WORK TO BE COMPLETED
Repeat the following lines exactly and nothing else: the line containing "Target: background field" and each line after it through the end of the listing.

DATA UNDER STUDY
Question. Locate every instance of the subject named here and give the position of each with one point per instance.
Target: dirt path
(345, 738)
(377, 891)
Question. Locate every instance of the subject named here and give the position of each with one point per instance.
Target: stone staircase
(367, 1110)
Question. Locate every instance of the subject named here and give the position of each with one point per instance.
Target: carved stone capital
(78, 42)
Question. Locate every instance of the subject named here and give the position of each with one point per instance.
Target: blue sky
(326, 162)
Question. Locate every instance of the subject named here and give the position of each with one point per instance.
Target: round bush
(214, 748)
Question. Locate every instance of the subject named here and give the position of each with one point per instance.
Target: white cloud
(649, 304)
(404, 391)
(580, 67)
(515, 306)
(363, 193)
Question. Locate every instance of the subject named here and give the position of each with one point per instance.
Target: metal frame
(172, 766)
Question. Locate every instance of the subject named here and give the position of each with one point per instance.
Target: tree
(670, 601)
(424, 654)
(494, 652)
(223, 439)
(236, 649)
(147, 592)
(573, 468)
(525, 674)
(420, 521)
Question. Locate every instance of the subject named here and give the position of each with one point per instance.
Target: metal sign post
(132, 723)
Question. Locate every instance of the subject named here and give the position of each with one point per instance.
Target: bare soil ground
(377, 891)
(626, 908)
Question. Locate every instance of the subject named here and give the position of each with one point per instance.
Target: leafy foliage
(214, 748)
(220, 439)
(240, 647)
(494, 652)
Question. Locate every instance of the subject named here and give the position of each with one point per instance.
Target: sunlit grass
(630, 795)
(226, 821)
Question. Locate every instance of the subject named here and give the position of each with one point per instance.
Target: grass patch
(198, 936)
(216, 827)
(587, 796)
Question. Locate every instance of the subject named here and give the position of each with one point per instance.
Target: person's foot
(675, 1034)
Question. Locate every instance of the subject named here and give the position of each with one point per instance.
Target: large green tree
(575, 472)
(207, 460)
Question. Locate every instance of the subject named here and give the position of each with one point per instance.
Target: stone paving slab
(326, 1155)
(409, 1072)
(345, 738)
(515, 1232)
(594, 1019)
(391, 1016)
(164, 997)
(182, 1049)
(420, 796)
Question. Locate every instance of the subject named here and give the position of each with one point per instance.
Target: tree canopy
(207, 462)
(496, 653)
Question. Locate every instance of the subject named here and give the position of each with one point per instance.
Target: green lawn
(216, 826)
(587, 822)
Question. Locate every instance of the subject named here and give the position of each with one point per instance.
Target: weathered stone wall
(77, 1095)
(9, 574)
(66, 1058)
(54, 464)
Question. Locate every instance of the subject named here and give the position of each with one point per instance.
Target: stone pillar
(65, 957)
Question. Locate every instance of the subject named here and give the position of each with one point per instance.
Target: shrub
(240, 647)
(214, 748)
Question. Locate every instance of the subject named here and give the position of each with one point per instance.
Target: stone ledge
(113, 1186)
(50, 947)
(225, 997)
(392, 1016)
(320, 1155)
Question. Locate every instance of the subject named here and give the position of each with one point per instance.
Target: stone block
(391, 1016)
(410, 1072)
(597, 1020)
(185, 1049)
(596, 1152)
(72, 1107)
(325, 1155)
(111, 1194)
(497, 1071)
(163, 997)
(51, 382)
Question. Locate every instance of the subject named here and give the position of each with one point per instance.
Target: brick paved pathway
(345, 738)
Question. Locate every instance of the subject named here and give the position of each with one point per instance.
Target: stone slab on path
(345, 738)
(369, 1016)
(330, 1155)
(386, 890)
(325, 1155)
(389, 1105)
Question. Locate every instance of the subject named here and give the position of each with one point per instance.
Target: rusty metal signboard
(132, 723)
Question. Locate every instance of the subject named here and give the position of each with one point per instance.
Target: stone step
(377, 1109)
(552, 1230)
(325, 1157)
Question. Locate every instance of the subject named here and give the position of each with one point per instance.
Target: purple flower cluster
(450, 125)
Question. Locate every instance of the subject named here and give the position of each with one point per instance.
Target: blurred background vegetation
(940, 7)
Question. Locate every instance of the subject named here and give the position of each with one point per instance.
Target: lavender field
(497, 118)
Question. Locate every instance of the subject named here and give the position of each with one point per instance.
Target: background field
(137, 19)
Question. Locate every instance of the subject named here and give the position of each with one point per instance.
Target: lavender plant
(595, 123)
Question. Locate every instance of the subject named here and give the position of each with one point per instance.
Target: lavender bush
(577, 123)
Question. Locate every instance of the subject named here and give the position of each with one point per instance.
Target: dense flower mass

WRITTEN RESPONSE
Target: background field
(137, 19)
Question. Locate every instance of the subject named here and give the position of each with one point per instance.
Target: lavender plant
(595, 123)
Question. Locate every instance of the subject named here and give the position of each with one point per instance.
Target: lavender bush
(577, 123)
Question. Locate every instance of the subject named here and give the position of each with one point per instance.
Target: dense flower mass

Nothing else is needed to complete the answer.